- **TASK BRIEF**:
In the forum thread about interpreting a byte-packed buffer, what value does `sizeof(Tlm)` return for the packed struct?
+++ EXCERPT PROVIDED
Efficiently interpreting byte-packed buffer

Also, for anyone like myself who is new to generated functions, instead of writing an extra function to get the type, as in

the @generated macro was fine with using a parameterized function signature, to get T,

@generated function struct_at_index2(::Type{T}, buf::Vector{UInt8}, i) where {T}

CBinding.jl works well for these use cases as well, especially when there is a C header/type definition of the data or if different alignment/packing is used. It might even perform better as well…

julia> using CBinding

       c``

       c"""
       #include <stdint.h>
       """s

       const c"uint16_t" = UInt16
       const c"uint32_t" = UInt32

       c"""
       struct Tlm {
           uint16_t a;
           uint32_t b, c, d, e, f, g, h, i, j, k;
       } __attribute__((packed));
       """j

julia> sizeof(Tlm)
42

julia> function testfunc(ptr::Cptr{Tlm})
           sum(1:100) do i
               ptr[i].a[] + ptr[i].d[]
           end
       end

julia> buf = rand(UInt8, 42*100);

julia> @btime testfunc($(Cptr{Tlm}(pointer(buf))))
  56.697 ns (0 allocations: 0 bytes)
0x00000030a830eaa5

julia> @code_native testfunc(Cptr{Tlm}(pointer(buf)))
        .text
; ┌ @ REPL[11]:1 within `testfunc'
        pushq   %rax
; │ @ REPL[11]:2 within `testfunc'
        movq    %rdi, (%rsp)
; │┌ @ reducedim.jl:874 within `sum'
; ││┌ @ reducedim.jl:874 within `#sum#680'
; │││┌ @ reducedim.jl:878 within `_sum'
; ││││┌ @ reducedim.jl:878 within `#_sum#682'
; │││││┌ @ reducedim.jl:310 within `mapreduce'
; ││││││┌ @ reducedim.jl:310 within `#mapreduce#672'
; │││││││┌ @ reducedim.jl:318 within `_mapreduce_dim'
        movabsq $.rodata.cst16, %rsi
        movabsq $_mapreduce, %rax
        movq    %rsp, %rdi
        callq   *%rax
; │└└└└└└└
        popq    %rcx
        retq
; └

1 Like

I like keeping it simple. However, I am trying too keep things generic (I have many telemetry types and for code hygiene don’t want to write a function like

that requires manually specifying all of the parameters and types again (only want to do that once, at the struct definition). That said, maybe there is a way to write this generically that gets the original performance (which was on par with the generated function method). I’ll give it a try.

Thanks!

Let me introduce you all to the magical wonders of @nexprs:

julia> function example(buf)
++++++
+++ DATASET ENTRIES
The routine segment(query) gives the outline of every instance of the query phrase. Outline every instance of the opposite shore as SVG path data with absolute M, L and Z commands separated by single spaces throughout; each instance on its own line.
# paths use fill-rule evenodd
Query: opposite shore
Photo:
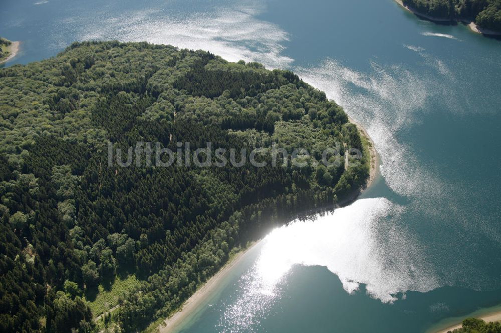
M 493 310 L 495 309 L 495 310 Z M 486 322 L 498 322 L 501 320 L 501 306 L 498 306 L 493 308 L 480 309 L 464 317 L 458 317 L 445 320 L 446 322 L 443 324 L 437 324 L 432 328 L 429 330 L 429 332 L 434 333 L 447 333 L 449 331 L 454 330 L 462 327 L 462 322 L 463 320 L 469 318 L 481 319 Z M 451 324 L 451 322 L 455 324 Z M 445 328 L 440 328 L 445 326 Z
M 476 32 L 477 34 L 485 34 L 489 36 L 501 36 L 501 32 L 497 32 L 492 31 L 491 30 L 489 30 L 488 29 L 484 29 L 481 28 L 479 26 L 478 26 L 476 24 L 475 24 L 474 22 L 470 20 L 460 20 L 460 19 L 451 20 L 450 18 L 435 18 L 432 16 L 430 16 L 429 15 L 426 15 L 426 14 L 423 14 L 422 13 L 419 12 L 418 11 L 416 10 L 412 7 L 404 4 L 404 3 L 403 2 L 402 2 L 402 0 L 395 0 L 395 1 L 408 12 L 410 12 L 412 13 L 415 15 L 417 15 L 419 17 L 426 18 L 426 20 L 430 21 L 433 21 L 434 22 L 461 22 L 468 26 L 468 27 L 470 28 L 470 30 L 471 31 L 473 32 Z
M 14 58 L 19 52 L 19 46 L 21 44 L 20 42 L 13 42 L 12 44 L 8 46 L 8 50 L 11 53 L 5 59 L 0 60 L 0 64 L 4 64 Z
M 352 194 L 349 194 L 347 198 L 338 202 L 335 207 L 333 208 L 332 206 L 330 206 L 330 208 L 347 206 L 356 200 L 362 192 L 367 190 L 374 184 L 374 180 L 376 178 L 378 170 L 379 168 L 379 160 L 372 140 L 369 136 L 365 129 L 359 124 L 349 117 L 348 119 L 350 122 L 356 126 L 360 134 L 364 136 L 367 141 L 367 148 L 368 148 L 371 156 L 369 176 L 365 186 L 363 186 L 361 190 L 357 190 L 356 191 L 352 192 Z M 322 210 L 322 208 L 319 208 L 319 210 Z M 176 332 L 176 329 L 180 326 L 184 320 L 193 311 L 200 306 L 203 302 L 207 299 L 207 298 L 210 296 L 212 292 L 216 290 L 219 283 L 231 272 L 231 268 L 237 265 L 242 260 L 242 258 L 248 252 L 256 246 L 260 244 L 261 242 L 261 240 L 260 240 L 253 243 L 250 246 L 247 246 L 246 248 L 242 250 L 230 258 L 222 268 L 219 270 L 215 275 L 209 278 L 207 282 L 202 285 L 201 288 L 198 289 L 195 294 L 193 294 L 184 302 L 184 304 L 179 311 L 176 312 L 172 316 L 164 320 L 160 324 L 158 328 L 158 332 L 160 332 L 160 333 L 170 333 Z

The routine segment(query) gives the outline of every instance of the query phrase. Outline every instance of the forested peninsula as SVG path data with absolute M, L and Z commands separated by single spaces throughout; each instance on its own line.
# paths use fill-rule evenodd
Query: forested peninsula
++++++
- **ANSWER TO THE TASK**:
It returns 42.